▸ TEXT TO READ:

Configuring DNS

Configuring DNS happens outside of GitBook, at the DNS provider you are using for your domain.

There are three parts to this step:

Configure a CNAME record

The names of the fields and what to actually enter to configure the record may differ between DNS control panels, but we’ve covered the most common options here. If you’re in any doubt, check with your DNS provider.

  • The type is the kind of DNS record that you want to create. Here, you need to choose CNAME.

  • The name or DNS entry is where you enter your subdomain. You might need to enter it in full (e.g. or you might just need to enter the part before your apex domain (e.g. docs). If you’re not sure which to use, check with your DNS provider.

  • The target or value or destination is where the subdomain should be pointed.

You might also see a field named TTL, which stands for Time To Live. It’s the number of seconds that the DNS record can be cached for. If you’re not sure what to set, look at the TTL for your existing DNS records. You could set the same number. If you’re still not sure, we suggest setting 43200 seconds (12 hours) or 86400 seconds (24 hours).

▸ INSTRUCTION 1: In the DNS configuration text, what does the abbreviation TTL stand for?
▸ INSTRUCTION 2: List every field that the DNS configuration text describes for setting up a CNAME record, including TTL.
▸ INSTRUCTION 3: Reproduce, word for word, the stretch of the DNS configuration text from "Configure a CNAME" through "to choose CNAME.".

▸ COLLECTED MATERIAL:

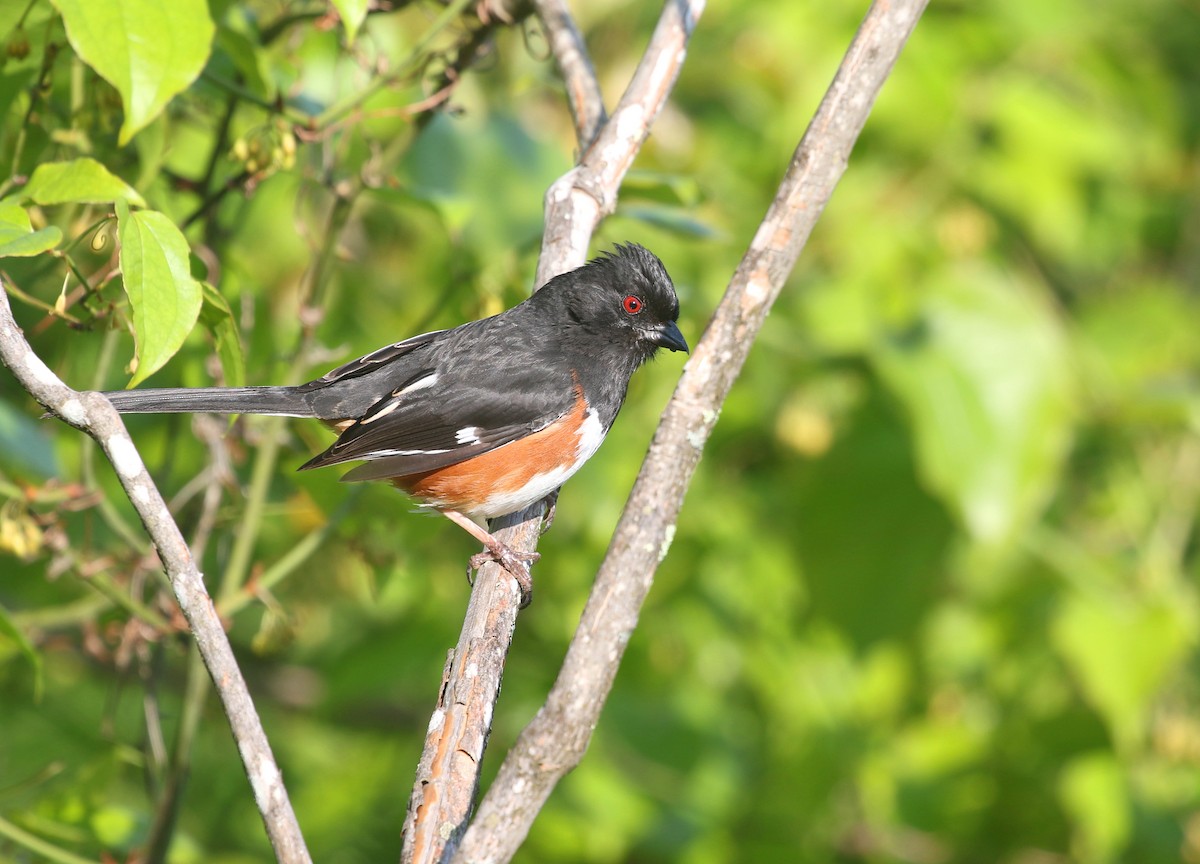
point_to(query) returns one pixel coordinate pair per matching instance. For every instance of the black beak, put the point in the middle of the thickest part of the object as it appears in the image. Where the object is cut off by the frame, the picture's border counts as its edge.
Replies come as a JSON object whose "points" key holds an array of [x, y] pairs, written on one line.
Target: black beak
{"points": [[669, 336]]}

▸ CORRECT OUTPUT 1: Time To Live

▸ CORRECT OUTPUT 2:
- The type
- The name or DNS entry
- The target or value or destination
- TTL (Time To Live)

▸ CORRECT OUTPUT 3:
Configure a CNAME record

The names of the fields and what to actually enter to configure the record may differ between DNS control panels, but we’ve covered the most common options here. If you’re in any doubt, check with your DNS provider.

  • The type is the kind of DNS record that you want to create. Here, you need to choose CNAME.